#### ESERCIZIO SCRITTO A
Restituisci, per favore, tutte le righe dell'elenco in cui compare la parola "peloton".

#### TESTO DELLA PAGINA ####

Abbiamo incontrato il padre di Marco



Il telefono squilla finché la solita voce di Valerio, dolce e pacata, non risponde e trasmette fin da subito la quiete di chi ha tanto sofferto ed è stanco, ma alla fine ha vinto.

La sentenza d’appello è stata ribaltata.

“Finalmente ci ha dato quel briciolo di giustizia che cercavamo noi da cinque anni…” dice Valerio Vannini, che continua “ed ha evidenziato tutte quelle mancanze verificatisi nelle udienze precedenti”.

Pochi giorni fa sono state rese note le motivazioni della condanna in appello inflitta alla famiglia Ciontoli, dai giudici del Tribunale di Civitavecchia, lo scorso 30 settembre, in relazione all’omicidio di Marco Vannini.

#### DATI FORNITI ####

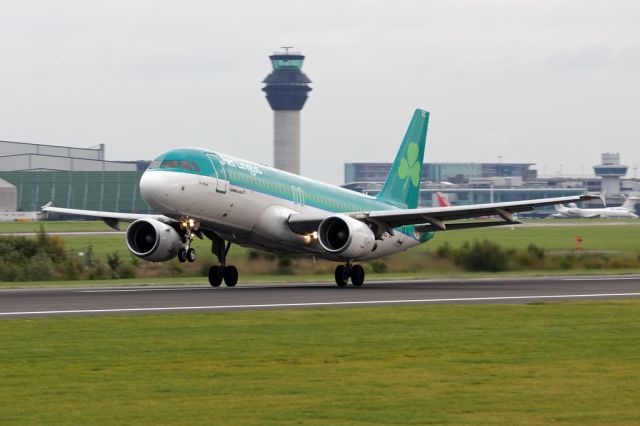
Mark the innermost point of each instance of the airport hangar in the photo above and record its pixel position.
(78, 178)
(81, 178)
(477, 183)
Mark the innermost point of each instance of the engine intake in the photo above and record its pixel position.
(345, 236)
(153, 240)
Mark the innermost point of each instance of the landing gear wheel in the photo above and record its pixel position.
(191, 255)
(357, 275)
(182, 255)
(342, 276)
(215, 276)
(230, 276)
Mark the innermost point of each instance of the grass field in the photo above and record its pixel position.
(575, 363)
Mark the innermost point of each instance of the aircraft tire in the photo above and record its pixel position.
(182, 255)
(191, 255)
(342, 278)
(215, 276)
(357, 275)
(230, 276)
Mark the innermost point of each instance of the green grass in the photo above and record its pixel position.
(600, 238)
(314, 278)
(625, 238)
(543, 363)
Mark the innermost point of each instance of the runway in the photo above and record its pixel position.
(171, 299)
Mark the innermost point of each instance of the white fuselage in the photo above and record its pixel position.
(243, 216)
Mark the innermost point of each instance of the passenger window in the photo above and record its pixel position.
(169, 164)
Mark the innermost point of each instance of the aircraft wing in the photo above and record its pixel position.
(110, 218)
(436, 218)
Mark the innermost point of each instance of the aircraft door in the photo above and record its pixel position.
(220, 173)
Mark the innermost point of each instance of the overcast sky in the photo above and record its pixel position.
(545, 81)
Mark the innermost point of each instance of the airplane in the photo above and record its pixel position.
(199, 192)
(442, 200)
(626, 210)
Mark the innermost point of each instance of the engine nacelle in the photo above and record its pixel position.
(347, 237)
(152, 240)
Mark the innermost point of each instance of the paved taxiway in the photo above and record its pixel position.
(125, 300)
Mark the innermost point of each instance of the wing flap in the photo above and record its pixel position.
(110, 218)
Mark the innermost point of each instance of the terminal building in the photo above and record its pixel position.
(71, 177)
(477, 183)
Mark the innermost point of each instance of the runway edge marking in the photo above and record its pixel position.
(314, 304)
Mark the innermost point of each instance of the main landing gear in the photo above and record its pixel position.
(344, 272)
(187, 253)
(228, 273)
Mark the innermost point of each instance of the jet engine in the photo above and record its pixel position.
(347, 237)
(153, 240)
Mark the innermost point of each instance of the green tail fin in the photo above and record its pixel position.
(403, 183)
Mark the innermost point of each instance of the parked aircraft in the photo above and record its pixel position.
(626, 210)
(442, 200)
(199, 192)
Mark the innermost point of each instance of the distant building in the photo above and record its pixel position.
(287, 89)
(71, 177)
(476, 183)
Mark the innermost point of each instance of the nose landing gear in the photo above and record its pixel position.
(217, 274)
(344, 272)
(189, 226)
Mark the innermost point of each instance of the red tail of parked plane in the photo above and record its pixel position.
(442, 200)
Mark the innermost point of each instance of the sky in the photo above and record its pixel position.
(550, 82)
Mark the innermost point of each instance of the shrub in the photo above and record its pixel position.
(285, 265)
(126, 270)
(481, 256)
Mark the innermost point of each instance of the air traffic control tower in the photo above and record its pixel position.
(287, 88)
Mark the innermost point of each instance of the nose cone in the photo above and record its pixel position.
(154, 187)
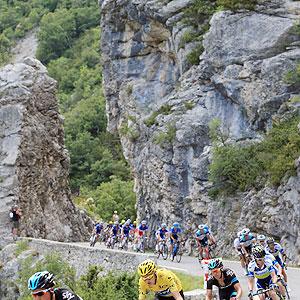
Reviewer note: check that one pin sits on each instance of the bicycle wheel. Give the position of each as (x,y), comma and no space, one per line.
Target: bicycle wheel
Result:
(178,256)
(165,251)
(93,241)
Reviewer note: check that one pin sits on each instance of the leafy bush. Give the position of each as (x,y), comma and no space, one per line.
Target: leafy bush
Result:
(21,246)
(240,167)
(167,137)
(109,196)
(112,286)
(193,57)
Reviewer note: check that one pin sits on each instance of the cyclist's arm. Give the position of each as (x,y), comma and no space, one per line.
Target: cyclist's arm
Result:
(176,295)
(208,295)
(239,290)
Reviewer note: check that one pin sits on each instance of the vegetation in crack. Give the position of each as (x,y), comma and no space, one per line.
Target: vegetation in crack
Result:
(165,109)
(241,166)
(165,138)
(197,16)
(68,44)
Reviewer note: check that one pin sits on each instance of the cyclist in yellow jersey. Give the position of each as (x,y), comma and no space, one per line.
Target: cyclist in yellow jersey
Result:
(164,283)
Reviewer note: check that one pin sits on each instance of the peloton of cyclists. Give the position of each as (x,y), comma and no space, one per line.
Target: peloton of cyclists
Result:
(174,233)
(226,281)
(204,238)
(262,269)
(161,235)
(278,252)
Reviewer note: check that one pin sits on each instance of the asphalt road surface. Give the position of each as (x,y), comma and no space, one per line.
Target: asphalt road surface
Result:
(190,265)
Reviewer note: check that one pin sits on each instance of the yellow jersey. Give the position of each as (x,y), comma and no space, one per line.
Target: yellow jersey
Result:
(166,283)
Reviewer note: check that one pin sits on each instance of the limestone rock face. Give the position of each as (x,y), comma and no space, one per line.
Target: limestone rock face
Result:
(162,107)
(34,162)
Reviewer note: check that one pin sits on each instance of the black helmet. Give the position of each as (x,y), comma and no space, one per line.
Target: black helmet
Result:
(215,264)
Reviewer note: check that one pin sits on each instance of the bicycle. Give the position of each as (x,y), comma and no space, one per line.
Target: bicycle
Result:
(265,292)
(177,252)
(208,252)
(162,249)
(282,281)
(93,239)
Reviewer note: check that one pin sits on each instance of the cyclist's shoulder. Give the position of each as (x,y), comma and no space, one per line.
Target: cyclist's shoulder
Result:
(65,294)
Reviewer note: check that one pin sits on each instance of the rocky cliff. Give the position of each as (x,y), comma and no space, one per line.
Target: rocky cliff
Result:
(33,161)
(162,107)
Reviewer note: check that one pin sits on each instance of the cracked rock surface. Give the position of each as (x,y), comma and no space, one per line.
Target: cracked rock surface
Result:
(165,107)
(33,160)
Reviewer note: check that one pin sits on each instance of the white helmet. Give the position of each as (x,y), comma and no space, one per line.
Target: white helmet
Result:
(261,237)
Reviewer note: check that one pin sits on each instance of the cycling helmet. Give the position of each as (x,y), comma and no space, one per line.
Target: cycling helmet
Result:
(147,268)
(215,264)
(176,225)
(258,252)
(245,231)
(261,237)
(270,240)
(41,280)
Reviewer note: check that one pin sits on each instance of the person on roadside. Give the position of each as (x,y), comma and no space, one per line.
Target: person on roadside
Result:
(226,281)
(164,283)
(115,216)
(41,285)
(15,216)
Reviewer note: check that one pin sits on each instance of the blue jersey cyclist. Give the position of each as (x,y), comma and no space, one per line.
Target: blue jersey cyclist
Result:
(226,281)
(262,269)
(204,238)
(247,239)
(161,235)
(277,251)
(174,233)
(98,227)
(116,229)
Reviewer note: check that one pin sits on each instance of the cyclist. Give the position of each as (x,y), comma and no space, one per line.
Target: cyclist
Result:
(114,233)
(15,216)
(277,251)
(115,216)
(203,238)
(141,234)
(226,281)
(161,235)
(164,283)
(247,239)
(125,231)
(42,284)
(261,239)
(238,248)
(174,234)
(262,269)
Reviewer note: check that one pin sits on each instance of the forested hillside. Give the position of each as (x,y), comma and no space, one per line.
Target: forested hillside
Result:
(68,39)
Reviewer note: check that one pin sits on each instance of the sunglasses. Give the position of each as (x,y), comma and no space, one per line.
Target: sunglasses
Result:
(40,293)
(148,277)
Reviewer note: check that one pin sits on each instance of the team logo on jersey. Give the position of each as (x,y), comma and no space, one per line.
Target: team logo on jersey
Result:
(67,295)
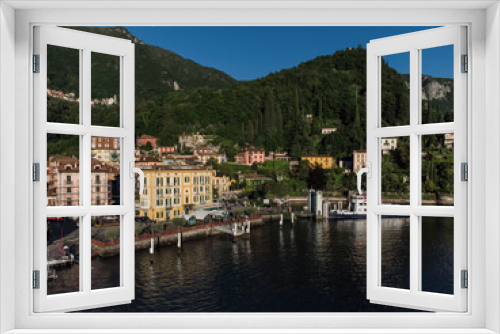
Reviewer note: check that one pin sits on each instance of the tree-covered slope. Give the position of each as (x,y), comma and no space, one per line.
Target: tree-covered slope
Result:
(284,110)
(158,71)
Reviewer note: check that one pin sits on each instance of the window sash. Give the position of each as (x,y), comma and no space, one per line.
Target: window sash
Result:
(86,44)
(412,43)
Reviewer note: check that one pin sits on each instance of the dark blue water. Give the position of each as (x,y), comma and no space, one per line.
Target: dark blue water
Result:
(310,267)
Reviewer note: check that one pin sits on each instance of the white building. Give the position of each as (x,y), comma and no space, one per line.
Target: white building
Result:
(388,144)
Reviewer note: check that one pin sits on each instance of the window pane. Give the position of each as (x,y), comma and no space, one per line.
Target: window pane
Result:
(437,84)
(437,254)
(63,254)
(63,85)
(105,89)
(105,252)
(437,169)
(105,170)
(395,170)
(63,170)
(395,257)
(395,99)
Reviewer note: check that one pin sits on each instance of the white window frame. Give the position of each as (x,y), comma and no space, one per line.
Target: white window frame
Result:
(413,43)
(483,315)
(85,43)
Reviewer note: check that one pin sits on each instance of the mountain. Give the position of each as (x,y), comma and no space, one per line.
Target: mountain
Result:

####

#### ESERCIZIO SCRITTO B
Secondo il testo della pagina, in quale giorno è stata inflitta la condanna in appello alla famiglia Ciontoli?

#### SOLUZIONE A
Reviewer note: check that one pin sits on each instance of the peloton of cyclists. Give the position of each as (x,y), comma and no space, one per line.
Target: peloton of cyclists

#### SOLUZIONE B
Il 30 settembre.